**Testo proposto**.
Ebbene, a quanto pare non sarebbero circolate solo foto di cannule degli aghi infilate nelle vene dei pazienti ma, in almeno un caso, anche lo scatto di un'anziana arrivata morta al pronto soccorso con vistose fratture alle gambe. Anche questa immagine sarebbe stata fatta circolare nella bizzarra sfida tra personale sanitario. Resta ora da capire se il comportamento degli infermieri costituisca un reato oppure si tratti soltanto di un atteggiamento molto discutibile, ma perfettamente lecito: al momento non ci sarebbe alcuna prova che gli accusati abbiano realmente utilizzato aghi e cannule sovradimensionati senza che ce ne fosse il bisogno e solo per vincere la competizione; nessun paziente, inoltre, ha mai riferito di essersi sentito "usato" o deriso o danneggiato.

Nursind: "L’ipotesi di una gara è stata presente solo nella mente di chi ha accusato"

**Esercizi proposti**.
**a)** Nel testo sulla sfida tra infermieri, quale altra immagine sarebbe circolata oltre alle foto delle cannule infilate nelle vene dei pazienti?
**b)** Riprendi il testo sulla sfida tra infermieri e proseguilo a partire dalla sua ultima frase.

**Materiale elencato**.

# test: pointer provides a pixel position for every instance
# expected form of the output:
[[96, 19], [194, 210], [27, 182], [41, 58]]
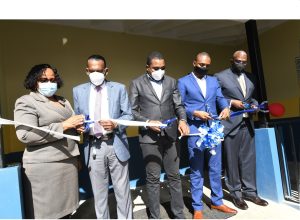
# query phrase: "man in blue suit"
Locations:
[[201, 95], [105, 143]]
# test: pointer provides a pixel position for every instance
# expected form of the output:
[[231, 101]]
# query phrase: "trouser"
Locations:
[[240, 162], [164, 153], [197, 158], [103, 162]]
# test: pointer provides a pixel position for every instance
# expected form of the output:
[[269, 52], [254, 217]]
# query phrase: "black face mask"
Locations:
[[239, 67], [200, 71]]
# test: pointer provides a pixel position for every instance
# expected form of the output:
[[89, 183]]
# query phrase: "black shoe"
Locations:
[[240, 203], [256, 200]]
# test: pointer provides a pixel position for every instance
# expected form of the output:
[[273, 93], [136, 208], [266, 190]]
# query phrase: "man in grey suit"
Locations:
[[240, 168], [105, 143], [155, 98]]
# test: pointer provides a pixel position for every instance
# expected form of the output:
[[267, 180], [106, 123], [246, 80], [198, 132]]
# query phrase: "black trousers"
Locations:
[[240, 161], [164, 152]]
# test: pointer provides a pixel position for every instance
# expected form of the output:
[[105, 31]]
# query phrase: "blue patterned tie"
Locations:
[[98, 129]]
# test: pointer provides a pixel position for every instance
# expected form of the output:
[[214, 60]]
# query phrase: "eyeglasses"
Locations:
[[204, 65], [157, 68], [240, 61], [100, 71], [43, 80]]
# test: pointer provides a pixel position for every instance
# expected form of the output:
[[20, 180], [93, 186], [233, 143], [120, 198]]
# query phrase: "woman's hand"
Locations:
[[73, 122]]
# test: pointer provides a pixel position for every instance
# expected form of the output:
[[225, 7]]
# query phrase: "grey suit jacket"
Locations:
[[119, 108], [147, 106], [35, 109], [231, 89]]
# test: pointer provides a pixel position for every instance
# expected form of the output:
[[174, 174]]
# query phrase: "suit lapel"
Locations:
[[194, 82], [249, 85], [110, 95], [86, 100], [147, 81], [165, 85]]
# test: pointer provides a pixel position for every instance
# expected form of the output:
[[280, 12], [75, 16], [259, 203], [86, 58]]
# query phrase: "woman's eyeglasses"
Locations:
[[240, 61], [43, 80], [158, 68]]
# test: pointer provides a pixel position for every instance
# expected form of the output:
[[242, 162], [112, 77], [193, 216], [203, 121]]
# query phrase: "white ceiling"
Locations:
[[221, 32]]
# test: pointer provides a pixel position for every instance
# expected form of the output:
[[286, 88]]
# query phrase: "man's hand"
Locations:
[[183, 128], [202, 115], [225, 114], [155, 128], [108, 125], [255, 107], [73, 122], [237, 104], [80, 129]]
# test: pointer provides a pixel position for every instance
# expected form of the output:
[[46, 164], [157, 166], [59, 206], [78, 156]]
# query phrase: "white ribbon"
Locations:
[[77, 138], [196, 134], [136, 123], [10, 122]]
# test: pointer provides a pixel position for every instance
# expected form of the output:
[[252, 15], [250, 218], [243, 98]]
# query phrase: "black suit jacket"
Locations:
[[231, 89], [147, 106]]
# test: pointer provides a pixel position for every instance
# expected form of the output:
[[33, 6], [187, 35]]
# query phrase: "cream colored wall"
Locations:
[[26, 44], [279, 47]]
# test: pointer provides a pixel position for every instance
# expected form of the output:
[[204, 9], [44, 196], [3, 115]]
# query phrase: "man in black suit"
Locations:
[[155, 98], [240, 164]]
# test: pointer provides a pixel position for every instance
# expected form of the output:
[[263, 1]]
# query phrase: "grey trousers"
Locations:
[[240, 162], [163, 153], [103, 161]]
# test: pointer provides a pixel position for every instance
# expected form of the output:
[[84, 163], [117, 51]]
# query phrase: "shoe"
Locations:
[[256, 200], [224, 208], [198, 215], [240, 203]]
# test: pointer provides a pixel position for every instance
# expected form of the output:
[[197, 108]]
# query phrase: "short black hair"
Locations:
[[154, 55], [35, 74], [97, 57], [202, 54]]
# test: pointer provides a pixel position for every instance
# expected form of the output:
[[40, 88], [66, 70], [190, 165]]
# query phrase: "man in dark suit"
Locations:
[[201, 95], [155, 98], [240, 168]]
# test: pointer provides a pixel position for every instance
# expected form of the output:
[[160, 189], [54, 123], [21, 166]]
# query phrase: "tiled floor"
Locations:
[[285, 210]]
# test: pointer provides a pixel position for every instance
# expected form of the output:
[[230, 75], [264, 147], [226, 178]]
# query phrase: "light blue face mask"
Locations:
[[47, 89]]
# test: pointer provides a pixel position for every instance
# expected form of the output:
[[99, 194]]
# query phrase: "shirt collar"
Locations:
[[102, 86], [204, 77]]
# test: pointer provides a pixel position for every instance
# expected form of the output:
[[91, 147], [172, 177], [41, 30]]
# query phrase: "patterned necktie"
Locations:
[[241, 80], [98, 129]]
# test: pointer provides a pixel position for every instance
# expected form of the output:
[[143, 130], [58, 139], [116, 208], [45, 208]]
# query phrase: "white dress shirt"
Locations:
[[157, 86], [104, 106], [201, 83]]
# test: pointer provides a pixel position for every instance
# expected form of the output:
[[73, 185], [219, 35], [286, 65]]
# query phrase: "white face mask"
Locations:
[[97, 78], [158, 74], [47, 89]]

**Soluzioni dell'esercizio**.
**a)** Lo scatto di un'anziana arrivata morta al pronto soccorso con vistose fratture alle gambe.

**b)**
Quanto accadeva all'ospedale San Bortolo di Vicenza, al di là dell'eventuale rilevanza penale, è però certamente una questione di etica e un fatto che incrina il rapporto di fiducia tra personale medico e infermieristico e soggetti deboli come i pazienti. In questo quadro è ieri intervenuto anche il segretario nazionale del Nursind, Andrea Bottega: “Il documento ufficiale di chiusura del provvedimento, che è la versione ufficiale dell’Ulss 6, dimostra che le accuse rivolte sono frutto di una intenzionale volontà di riferire circostanze non vere. L’ipotesi di una gara è stata presente solo nella mente di chi ha accusato. Convocati a gennaio ed ignari di cosa fossero chiamati a rispondere, i dipendenti hanno negato la versione dei fatti che si voleva loro attribuire. Non c’è stata la volontà di ascoltare, bensì solo quella di colpire indipendentemente dalla verità”. Il sindacato ha quindi concluso: “Gli otto sono stati giudicati e assolti, chi non è stato giudicato è chi ha dichiarato il falso, chi infanga il buon nome della sanità pubblica, dell’ospedale di Vicenza e dei suoi dipendenti”.